Problem details
In your copy, leave out all pictures and reproduce every entry exactly.

-=-=-=-=-

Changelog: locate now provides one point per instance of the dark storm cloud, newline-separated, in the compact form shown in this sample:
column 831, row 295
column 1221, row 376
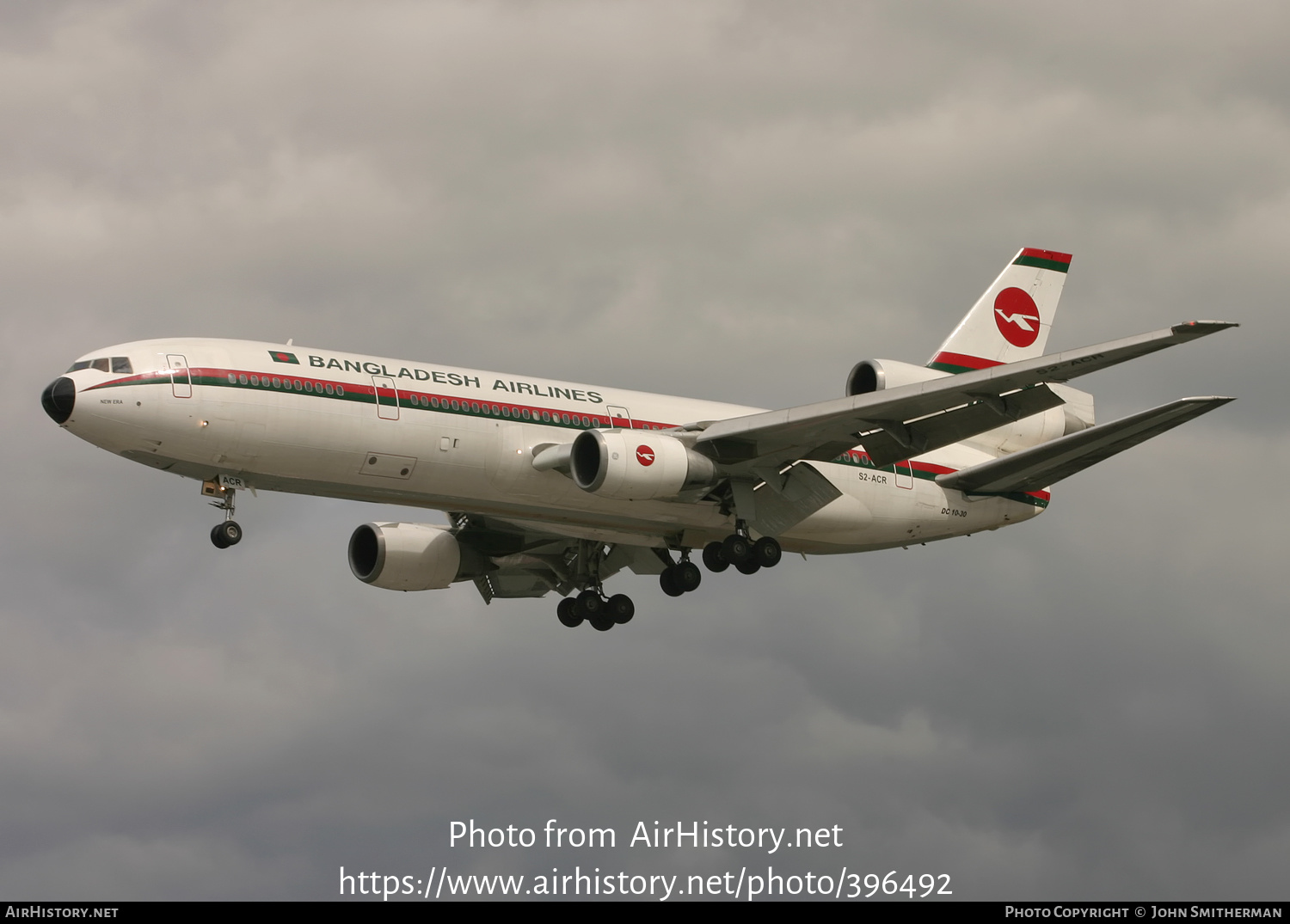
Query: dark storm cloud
column 725, row 200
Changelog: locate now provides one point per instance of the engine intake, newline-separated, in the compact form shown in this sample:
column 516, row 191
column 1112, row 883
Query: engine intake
column 876, row 376
column 405, row 555
column 637, row 465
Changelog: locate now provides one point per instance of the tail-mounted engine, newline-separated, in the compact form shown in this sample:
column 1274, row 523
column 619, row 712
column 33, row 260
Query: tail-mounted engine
column 637, row 465
column 876, row 376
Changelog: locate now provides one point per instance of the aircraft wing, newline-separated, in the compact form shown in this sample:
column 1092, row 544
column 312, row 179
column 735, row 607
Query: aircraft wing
column 908, row 420
column 1052, row 462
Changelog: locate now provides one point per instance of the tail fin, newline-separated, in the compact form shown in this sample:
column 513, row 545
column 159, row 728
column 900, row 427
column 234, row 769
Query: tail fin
column 1011, row 320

-=-=-=-=-

Reply
Changelog: locate now provides one point per instance of the dark storm cloud, newline-separated, in the compact form shown in this sample:
column 831, row 295
column 1221, row 376
Query: dark storm cloud
column 725, row 200
Changelog: locate now provides one point per instance of the engine intake, newline-separated, in the compact form shown in this sample:
column 516, row 191
column 1112, row 883
Query: engine intake
column 876, row 376
column 405, row 555
column 637, row 465
Changelog: locate now provides one point per instance of the tail-mounted engine, newline-separated, in the compact form shown in this sample:
column 1274, row 523
column 619, row 712
column 33, row 260
Query: tail-mounted engine
column 637, row 465
column 876, row 376
Changelog: locate now provides one point per instance of the aircraft wing, newline-separated, in the compact form shown in this sample:
column 1092, row 544
column 312, row 179
column 735, row 607
Query: aircraft wing
column 908, row 420
column 1052, row 462
Changelog: locate now provides one point per instance of the tail fin, newline-separated, in the compact form shown in this sample:
column 513, row 545
column 159, row 728
column 900, row 427
column 234, row 769
Query: tail fin
column 1011, row 320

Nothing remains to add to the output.